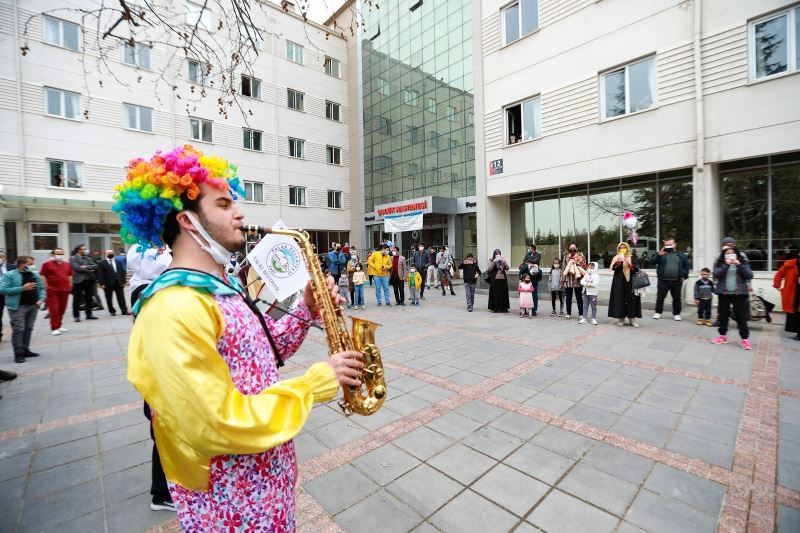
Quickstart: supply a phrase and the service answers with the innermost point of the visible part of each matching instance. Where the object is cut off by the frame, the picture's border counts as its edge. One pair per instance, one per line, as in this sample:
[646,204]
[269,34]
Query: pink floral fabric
[248,492]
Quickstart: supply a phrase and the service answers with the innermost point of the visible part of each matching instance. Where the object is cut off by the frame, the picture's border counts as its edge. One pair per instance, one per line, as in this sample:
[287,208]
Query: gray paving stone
[606,491]
[380,511]
[510,489]
[657,513]
[462,463]
[340,488]
[561,512]
[386,464]
[540,463]
[471,512]
[424,489]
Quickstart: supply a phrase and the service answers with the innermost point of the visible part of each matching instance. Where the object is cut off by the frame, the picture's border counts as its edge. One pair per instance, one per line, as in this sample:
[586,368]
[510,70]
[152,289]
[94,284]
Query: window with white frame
[198,71]
[251,87]
[520,19]
[332,111]
[334,155]
[332,67]
[201,130]
[138,117]
[137,55]
[410,97]
[523,121]
[334,199]
[297,195]
[65,174]
[197,15]
[297,148]
[384,87]
[775,44]
[294,52]
[61,33]
[252,139]
[628,89]
[295,99]
[253,192]
[63,104]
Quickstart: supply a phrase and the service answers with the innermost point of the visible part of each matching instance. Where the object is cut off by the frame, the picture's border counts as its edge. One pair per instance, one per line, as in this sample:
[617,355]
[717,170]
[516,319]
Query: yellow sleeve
[174,363]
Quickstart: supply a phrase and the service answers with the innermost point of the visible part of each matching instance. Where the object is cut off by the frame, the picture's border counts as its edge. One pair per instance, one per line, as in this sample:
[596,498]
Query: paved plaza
[493,423]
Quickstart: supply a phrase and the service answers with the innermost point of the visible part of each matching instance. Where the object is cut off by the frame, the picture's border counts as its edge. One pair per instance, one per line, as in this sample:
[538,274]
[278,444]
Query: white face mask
[218,253]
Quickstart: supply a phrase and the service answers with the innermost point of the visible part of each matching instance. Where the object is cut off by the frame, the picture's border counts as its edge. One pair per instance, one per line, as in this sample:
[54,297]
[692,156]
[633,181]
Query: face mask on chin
[218,253]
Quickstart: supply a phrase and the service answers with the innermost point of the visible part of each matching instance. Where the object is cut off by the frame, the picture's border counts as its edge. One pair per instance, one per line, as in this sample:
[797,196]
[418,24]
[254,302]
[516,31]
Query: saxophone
[369,397]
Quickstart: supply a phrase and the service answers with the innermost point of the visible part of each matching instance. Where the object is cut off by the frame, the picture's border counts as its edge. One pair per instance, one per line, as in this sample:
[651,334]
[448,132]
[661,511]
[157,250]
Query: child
[471,274]
[703,291]
[525,289]
[414,281]
[590,283]
[556,290]
[358,284]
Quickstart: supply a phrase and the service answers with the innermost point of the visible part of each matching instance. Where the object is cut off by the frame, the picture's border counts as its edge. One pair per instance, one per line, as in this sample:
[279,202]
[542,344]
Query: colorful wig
[156,187]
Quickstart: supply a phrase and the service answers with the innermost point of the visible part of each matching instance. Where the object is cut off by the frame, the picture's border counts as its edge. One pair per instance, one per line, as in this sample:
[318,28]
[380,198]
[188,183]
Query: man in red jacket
[57,275]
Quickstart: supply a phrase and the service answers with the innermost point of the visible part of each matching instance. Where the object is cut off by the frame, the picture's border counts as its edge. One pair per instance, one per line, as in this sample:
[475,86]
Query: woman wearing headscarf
[498,283]
[786,281]
[624,302]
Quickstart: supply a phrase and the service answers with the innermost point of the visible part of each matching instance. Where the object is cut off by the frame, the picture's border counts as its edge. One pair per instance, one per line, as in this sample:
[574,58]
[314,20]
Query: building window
[201,130]
[254,192]
[629,89]
[297,148]
[334,155]
[410,97]
[383,87]
[198,72]
[251,87]
[432,105]
[523,121]
[385,125]
[137,55]
[335,199]
[197,15]
[63,104]
[294,52]
[295,99]
[297,195]
[61,33]
[775,44]
[520,19]
[332,67]
[65,174]
[252,139]
[138,118]
[332,111]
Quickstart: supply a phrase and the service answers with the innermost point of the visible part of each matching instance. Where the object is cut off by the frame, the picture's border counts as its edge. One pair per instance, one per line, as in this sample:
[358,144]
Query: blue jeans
[358,298]
[382,283]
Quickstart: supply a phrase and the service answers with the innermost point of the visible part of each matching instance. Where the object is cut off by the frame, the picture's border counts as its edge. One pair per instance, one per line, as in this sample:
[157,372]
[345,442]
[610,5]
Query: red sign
[402,208]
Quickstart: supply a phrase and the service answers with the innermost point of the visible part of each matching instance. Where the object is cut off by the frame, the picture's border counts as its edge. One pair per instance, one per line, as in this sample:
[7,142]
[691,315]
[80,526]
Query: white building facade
[682,112]
[65,137]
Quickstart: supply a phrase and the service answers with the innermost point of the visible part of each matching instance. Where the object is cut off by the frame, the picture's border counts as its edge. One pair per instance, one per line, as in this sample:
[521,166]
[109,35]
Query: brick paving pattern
[493,423]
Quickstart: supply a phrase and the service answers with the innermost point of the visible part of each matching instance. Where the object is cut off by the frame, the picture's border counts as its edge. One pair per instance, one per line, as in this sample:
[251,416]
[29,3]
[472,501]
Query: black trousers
[120,292]
[674,289]
[741,306]
[82,293]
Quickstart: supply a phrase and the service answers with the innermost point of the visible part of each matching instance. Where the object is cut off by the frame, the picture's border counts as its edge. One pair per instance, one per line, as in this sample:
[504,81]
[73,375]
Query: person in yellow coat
[206,360]
[379,266]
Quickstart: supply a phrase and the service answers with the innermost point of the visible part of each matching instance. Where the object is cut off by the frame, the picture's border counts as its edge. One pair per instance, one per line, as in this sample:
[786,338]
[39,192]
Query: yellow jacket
[379,264]
[174,364]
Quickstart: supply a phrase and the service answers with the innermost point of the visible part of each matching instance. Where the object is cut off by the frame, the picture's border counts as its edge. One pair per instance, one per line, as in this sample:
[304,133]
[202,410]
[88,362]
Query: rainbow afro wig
[158,186]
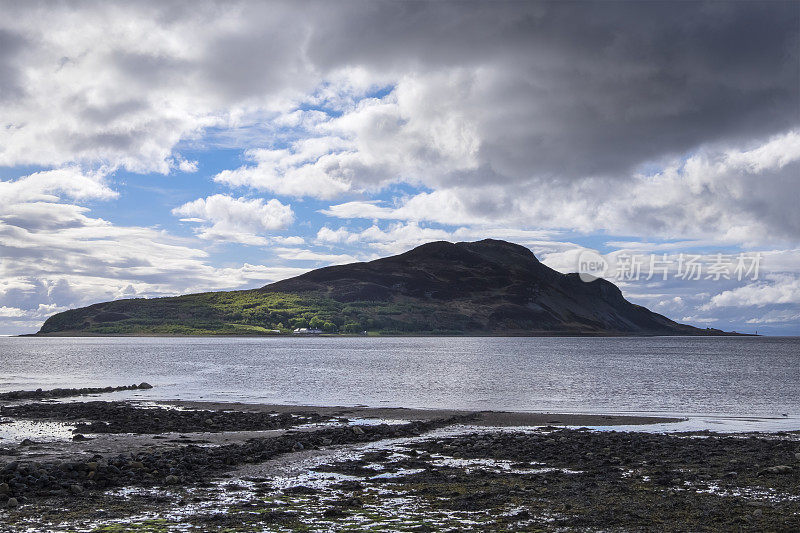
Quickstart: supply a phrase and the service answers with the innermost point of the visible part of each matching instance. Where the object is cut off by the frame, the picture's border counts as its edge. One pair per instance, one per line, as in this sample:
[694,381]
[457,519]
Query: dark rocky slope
[484,287]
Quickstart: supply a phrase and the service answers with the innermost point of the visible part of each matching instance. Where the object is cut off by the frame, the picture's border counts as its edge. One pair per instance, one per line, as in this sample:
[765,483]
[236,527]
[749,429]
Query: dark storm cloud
[592,87]
[11,45]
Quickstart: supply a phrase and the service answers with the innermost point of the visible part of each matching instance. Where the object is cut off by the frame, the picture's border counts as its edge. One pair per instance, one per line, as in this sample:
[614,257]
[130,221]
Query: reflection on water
[723,377]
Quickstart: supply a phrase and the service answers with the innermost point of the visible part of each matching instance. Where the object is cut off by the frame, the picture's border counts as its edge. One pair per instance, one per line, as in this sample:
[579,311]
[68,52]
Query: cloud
[56,256]
[722,194]
[236,219]
[779,290]
[310,255]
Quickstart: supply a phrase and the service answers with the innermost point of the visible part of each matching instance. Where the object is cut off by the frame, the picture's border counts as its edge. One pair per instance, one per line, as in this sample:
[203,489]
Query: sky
[158,148]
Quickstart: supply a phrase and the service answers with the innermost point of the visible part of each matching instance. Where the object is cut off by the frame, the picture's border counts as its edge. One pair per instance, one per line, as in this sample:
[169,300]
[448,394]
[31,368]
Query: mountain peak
[487,286]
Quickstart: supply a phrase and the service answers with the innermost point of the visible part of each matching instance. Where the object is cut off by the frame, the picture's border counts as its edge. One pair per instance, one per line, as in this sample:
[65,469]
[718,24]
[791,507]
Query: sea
[718,383]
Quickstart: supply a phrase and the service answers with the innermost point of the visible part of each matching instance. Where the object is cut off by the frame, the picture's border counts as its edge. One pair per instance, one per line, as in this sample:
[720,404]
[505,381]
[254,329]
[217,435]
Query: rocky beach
[193,466]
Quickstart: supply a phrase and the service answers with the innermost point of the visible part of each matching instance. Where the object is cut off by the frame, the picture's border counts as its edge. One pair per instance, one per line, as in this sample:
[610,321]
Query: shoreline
[554,334]
[167,466]
[488,418]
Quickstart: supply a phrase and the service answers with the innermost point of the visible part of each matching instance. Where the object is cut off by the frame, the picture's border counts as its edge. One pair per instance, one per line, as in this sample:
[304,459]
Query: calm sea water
[724,377]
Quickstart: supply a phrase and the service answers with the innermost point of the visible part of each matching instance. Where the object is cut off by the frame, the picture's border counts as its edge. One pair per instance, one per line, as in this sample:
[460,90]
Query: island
[488,287]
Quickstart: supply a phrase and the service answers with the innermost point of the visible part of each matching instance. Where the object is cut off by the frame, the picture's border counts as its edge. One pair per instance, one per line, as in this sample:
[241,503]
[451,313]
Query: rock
[779,469]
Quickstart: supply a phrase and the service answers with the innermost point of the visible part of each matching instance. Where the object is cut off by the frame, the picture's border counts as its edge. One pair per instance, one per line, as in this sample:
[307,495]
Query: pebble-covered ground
[328,474]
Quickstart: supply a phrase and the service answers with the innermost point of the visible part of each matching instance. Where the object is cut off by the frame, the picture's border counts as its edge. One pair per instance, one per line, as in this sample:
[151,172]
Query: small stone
[779,469]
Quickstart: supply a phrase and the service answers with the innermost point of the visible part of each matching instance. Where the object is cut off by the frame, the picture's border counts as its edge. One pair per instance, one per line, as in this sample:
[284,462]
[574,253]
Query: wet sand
[480,418]
[200,466]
▬▬▬▬▬▬
■ Task to carry out: Collect every line in the entries above that contains the word "mask", matching case exactly.

■ Full solution:
Query: white face mask
Query: face mask on chin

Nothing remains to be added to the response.